Grundsätzlich gilt: je umfangreicher und präziser der Prompt das gewünschte Bild beschreibt, umso besser wird das Ergebnis - das gilt für alle Generatoren.
(Das Problem mit dem Fotografen-Bild rührt sicher auch daher, dass der Generator das "EF 85 1.4" interpretieren musste: Was war denn gemeint? Die Verwendung dieses Objektivs durch den abgebildeten Fotografen oder eine Darstellung, die einer Fotografie mit diesem Objektiv entspricht?)
Textgenerierung: ChatGPT
Dieser Generator hat in seinem bisher kurzen Leben (auch etwa seit November '22 öffentlich zugänglich) schon einen Riesen-Hype in den Medien verursacht. Er basiert auf einem "Sprachmodell" genannten System namens GPT3. Tatsächlich werden solche Modelle schon verwendet: Für Zusammenfassungen sowohl im wissenschaftlichen wie auch im Medien-Bereich, zum Generieren von FAQs oder zum Verfassen von Werbetexten - und sicher vielem mehr.
Ein kleines Beispiel, sicher ausreichend für viele Zwecke:
Im Bildungsbereich sorgte das System erst einmal für Entsetzen: "Kann man den jetzt keine Aufgaben mehr wie bisher stellen?" war eine Frage, die in Schulen und Universitäten häufig gestellt wurde.
Teilweise ist diese Frage sicher berechtigt. Hier ein Beispiel - bitte beachten, dass Prompt und Ausgabe in Deutsch verfasst sind!
ChatGPT hat einen "Wissensstand", der auf Ende 2021 basiert. Was danach passiert ist, "weiß" das System nicht (Stand: 2/23). Es ist erstaunlich, was man sich von dem System generieren lassen kann: Gedichte zu praktisch beliebigen Themen, Reden für bestimmte Anlässe usw. (Angeblich kann es bei wissenschaftlichen Anfragen passieren, dass ChatGPT nicht-existierende Quellen angibt.)
Damit aber nicht genug: Ich stellte die Aufgabe, einen Bubblesort-Algorithmus in Delphi zu programmieren - wurde problemlos erledigt.
Auch Skripte in PHP oder anderen Sprachen kann das System auf Anforderung verfassen - verlangt man zum Beispiel ein Demo-Programm für eine bestimmte Programmiersprache wird einem - wie auch in obigem Beispiel ersichtlich - die Programmiertechnik sogar erläutert.

### [Erfasste Daten]
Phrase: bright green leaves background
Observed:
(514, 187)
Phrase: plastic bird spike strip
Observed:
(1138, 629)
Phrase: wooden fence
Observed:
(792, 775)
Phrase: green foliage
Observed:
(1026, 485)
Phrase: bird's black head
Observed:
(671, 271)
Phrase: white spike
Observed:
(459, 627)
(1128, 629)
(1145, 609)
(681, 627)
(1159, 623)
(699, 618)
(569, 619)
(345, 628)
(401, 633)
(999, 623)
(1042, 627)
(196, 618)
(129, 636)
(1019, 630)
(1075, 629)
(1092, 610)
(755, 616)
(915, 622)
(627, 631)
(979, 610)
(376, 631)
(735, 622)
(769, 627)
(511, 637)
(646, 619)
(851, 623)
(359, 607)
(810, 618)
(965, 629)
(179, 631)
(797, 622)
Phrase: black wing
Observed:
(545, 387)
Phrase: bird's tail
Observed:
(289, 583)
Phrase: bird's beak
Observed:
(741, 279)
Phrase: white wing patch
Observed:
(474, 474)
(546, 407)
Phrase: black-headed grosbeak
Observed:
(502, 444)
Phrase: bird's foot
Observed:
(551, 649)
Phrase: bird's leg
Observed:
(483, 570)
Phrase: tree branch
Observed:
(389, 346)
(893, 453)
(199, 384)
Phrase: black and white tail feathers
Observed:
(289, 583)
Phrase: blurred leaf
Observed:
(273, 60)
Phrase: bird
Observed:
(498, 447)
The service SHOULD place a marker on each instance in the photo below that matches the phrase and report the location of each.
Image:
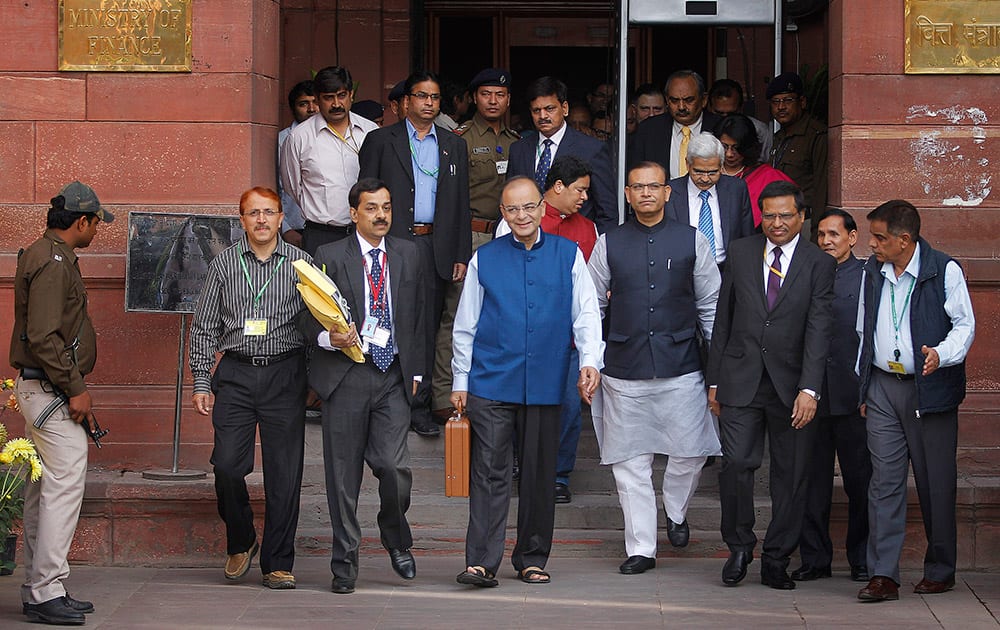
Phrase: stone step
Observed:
(587, 511)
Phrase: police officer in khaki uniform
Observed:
(54, 347)
(488, 140)
(800, 146)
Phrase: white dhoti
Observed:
(634, 420)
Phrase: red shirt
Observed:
(575, 227)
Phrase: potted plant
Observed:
(18, 462)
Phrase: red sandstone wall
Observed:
(171, 142)
(927, 139)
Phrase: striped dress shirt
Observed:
(227, 301)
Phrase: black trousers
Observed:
(366, 420)
(435, 288)
(846, 437)
(495, 426)
(742, 431)
(273, 398)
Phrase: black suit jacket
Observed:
(651, 140)
(734, 207)
(386, 155)
(790, 342)
(601, 206)
(344, 264)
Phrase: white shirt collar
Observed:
(556, 138)
(912, 267)
(367, 247)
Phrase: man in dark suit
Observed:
(717, 206)
(427, 172)
(765, 371)
(366, 405)
(664, 139)
(533, 154)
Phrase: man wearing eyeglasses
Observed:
(319, 160)
(534, 153)
(664, 285)
(665, 139)
(800, 146)
(526, 299)
(766, 367)
(247, 312)
(426, 169)
(717, 206)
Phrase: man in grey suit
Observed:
(366, 405)
(426, 169)
(717, 206)
(765, 371)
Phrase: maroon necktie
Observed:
(773, 279)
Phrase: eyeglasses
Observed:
(423, 96)
(654, 187)
(256, 212)
(784, 216)
(527, 208)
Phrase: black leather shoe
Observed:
(563, 495)
(678, 535)
(736, 567)
(776, 578)
(75, 604)
(54, 612)
(342, 586)
(403, 563)
(637, 564)
(806, 573)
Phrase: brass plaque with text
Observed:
(125, 35)
(959, 37)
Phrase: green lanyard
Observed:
(416, 161)
(246, 274)
(896, 321)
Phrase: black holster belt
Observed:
(264, 360)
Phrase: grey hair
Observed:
(705, 146)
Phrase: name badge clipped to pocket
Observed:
(255, 327)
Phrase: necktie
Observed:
(773, 279)
(682, 152)
(544, 162)
(705, 220)
(378, 306)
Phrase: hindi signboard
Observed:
(961, 37)
(125, 35)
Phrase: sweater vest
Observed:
(521, 350)
(944, 389)
(652, 316)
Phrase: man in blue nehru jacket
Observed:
(527, 296)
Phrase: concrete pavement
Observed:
(584, 593)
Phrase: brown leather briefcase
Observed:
(457, 437)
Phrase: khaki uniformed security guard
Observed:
(54, 347)
(488, 140)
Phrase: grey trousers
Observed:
(495, 426)
(51, 504)
(366, 420)
(896, 438)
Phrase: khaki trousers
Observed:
(52, 504)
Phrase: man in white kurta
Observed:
(664, 285)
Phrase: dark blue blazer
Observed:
(601, 206)
(734, 207)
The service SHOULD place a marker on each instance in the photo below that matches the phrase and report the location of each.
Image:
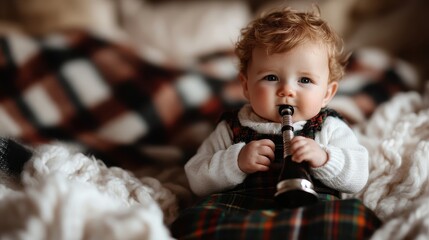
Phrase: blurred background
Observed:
(175, 32)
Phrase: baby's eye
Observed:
(271, 78)
(304, 80)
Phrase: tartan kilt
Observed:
(235, 216)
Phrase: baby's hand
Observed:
(256, 156)
(306, 149)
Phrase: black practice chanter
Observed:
(294, 188)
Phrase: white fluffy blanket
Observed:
(66, 195)
(397, 138)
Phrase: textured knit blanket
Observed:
(65, 194)
(77, 87)
(397, 137)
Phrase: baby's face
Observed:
(299, 77)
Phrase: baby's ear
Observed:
(330, 93)
(243, 80)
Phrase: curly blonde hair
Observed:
(281, 30)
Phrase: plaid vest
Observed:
(263, 184)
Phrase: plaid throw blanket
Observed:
(75, 87)
(216, 218)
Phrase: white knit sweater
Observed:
(214, 168)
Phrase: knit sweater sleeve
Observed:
(347, 167)
(214, 167)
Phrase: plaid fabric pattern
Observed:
(263, 184)
(216, 218)
(76, 87)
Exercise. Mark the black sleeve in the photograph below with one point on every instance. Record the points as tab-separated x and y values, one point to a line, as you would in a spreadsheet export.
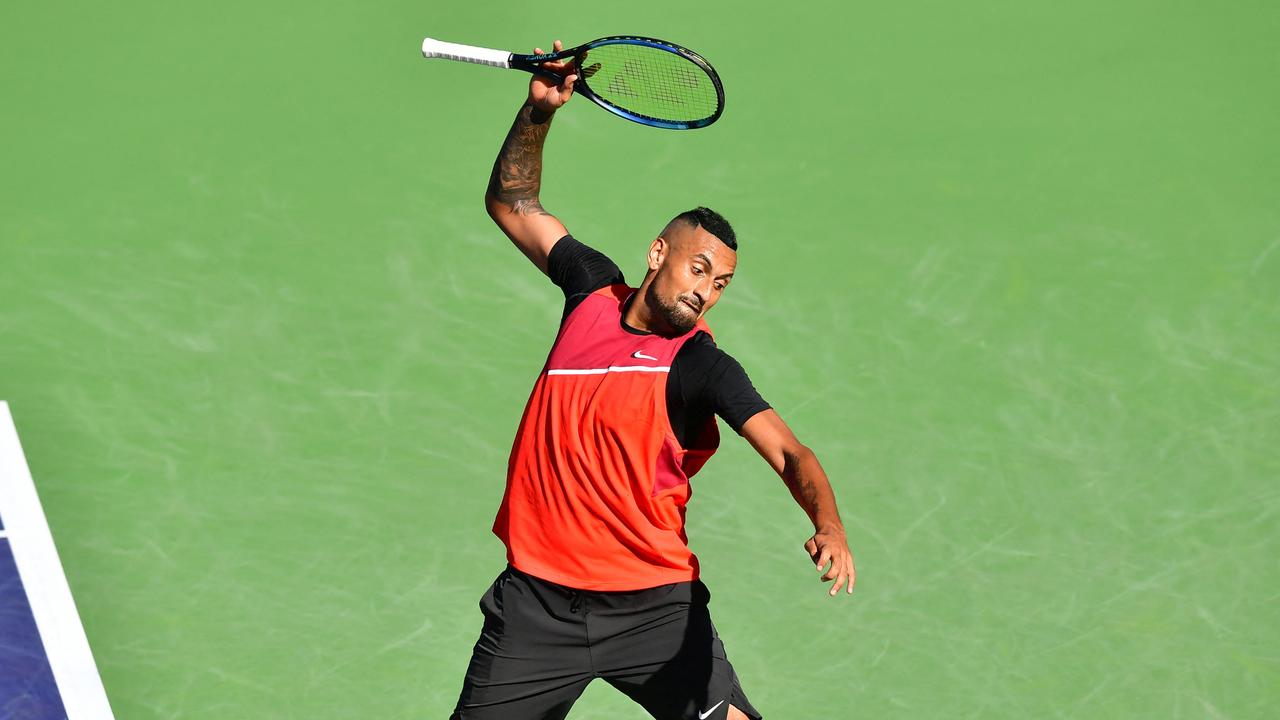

### [Aufgabenliste]
1. Liste alle Verwendungszwecke auf, für die Sprachmodelle laut dem extrahierten Text bereits eingesetzt werden.
2. Beantworte anhand des extrahierten Textes:
(a) Wie heißt das Sprachmodell, auf dem ChatGPT basiert?
(b) Auf welchen Zeitpunkt geht der „Wissensstand“ von ChatGPT zurück?
(c) In welcher Programmiersprache sollte der Bubblesort-Algorithmus programmiert werden?

### [Lösungen pro Aufgabe]
1.
- Zusammenfassungen im wissenschaftlichen Bereich
- Zusammenfassungen im Medien-Bereich
- Generieren von FAQs
- Verfassen von Werbetexten

2.
(a) GPT3
(b) Ende 2021
(c) Delphi